>> start Data provided

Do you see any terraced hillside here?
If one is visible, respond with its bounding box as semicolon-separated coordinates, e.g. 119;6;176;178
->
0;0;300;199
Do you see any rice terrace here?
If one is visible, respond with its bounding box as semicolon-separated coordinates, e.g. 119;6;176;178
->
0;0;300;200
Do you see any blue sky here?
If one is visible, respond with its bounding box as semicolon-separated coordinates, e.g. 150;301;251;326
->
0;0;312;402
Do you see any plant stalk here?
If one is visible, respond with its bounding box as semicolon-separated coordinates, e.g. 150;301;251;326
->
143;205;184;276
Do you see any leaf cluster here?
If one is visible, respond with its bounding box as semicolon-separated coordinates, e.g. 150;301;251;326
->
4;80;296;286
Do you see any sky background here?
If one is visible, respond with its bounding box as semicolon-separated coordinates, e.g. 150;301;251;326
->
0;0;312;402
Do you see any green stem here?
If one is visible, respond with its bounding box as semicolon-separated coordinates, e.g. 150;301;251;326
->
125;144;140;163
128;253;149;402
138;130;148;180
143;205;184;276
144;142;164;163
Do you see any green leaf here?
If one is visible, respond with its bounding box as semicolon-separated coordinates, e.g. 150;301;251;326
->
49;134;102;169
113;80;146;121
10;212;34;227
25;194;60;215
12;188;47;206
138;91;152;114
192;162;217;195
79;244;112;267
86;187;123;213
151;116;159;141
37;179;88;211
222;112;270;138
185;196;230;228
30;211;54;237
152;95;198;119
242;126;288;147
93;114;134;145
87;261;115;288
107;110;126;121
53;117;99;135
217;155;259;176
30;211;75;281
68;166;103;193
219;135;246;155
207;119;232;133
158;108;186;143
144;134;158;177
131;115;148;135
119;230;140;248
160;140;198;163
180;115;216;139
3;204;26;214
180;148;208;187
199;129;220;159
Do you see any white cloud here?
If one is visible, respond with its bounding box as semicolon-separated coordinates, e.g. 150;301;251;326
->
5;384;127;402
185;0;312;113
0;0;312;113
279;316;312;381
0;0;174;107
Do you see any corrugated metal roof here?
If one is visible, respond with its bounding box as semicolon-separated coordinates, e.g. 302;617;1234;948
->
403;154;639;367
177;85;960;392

>> end Data provided

Problem requirements: Please print all of the data above again, line for line and without any changes.

Answer to the task:
Do you see any terraced hillside here?
If one is visible, respond with its bounding box as semicolon-separated coordinates, e.g. 119;6;176;178
->
0;0;300;199
Do you see any rice terrace here?
If one is visible, respond with its bounding box as semicolon-separated coordinates, e.g. 119;6;176;178
->
0;0;300;200
Do you see any blue sky here?
If one is visible, respond with its bounding box as semicolon-separated coordinates, e.g. 150;301;251;326
->
0;0;312;402
Do you see any plant stalk here?
If one is visible, respond with its bounding box as semicolon-separated coordinates, e.g. 150;301;251;326
->
143;205;184;276
Do you see any leaf cluster here?
If one is visible, respond with its bounding box as semicolon-separated coordinates, e.g. 150;301;251;326
->
4;80;296;286
Do you see any sky background here?
If one is visible, respond with its bounding box as semicolon-separated coordinates, e.g. 150;301;251;326
->
0;0;312;402
Do you see any green stem here?
If one is visible, respond with its bounding box as semicolon-separated coordinates, e.g. 150;301;251;326
->
125;144;140;163
128;253;149;402
138;130;148;180
143;205;184;276
144;142;164;163
Do you see any green leaf here?
If one is visible, respond with its bounding box as semicolon-separated coordinates, e.g. 150;301;251;326
->
49;134;102;169
113;80;146;121
10;212;34;227
25;194;60;215
12;188;47;206
138;91;152;114
192;162;217;195
79;244;112;267
86;187;123;213
151;116;159;141
37;179;88;211
222;112;270;138
185;196;230;228
30;211;54;237
152;95;198;119
242;126;288;147
93;114;134;145
87;261;115;288
107;110;126;121
53;117;99;135
217;155;259;176
30;211;75;281
68;166;103;193
219;135;246;155
207;119;232;133
158;108;186;143
144;134;158;177
131;115;148;135
119;230;140;248
160;140;198;163
180;115;216;139
3;204;26;214
180;148;208;187
199;129;220;159
Do you see any white cloud here?
If one is visible, respond with its bounding box as semicolon-separated coordinates, e.g. 150;301;251;326
->
5;384;127;402
185;0;312;113
0;0;312;113
279;316;312;381
0;0;174;107
Do you see any corrugated metal roof here?
If one is visible, respond with its bounding box as semicolon-separated coordinates, e.g. 302;617;1234;948
->
403;154;639;367
177;85;960;392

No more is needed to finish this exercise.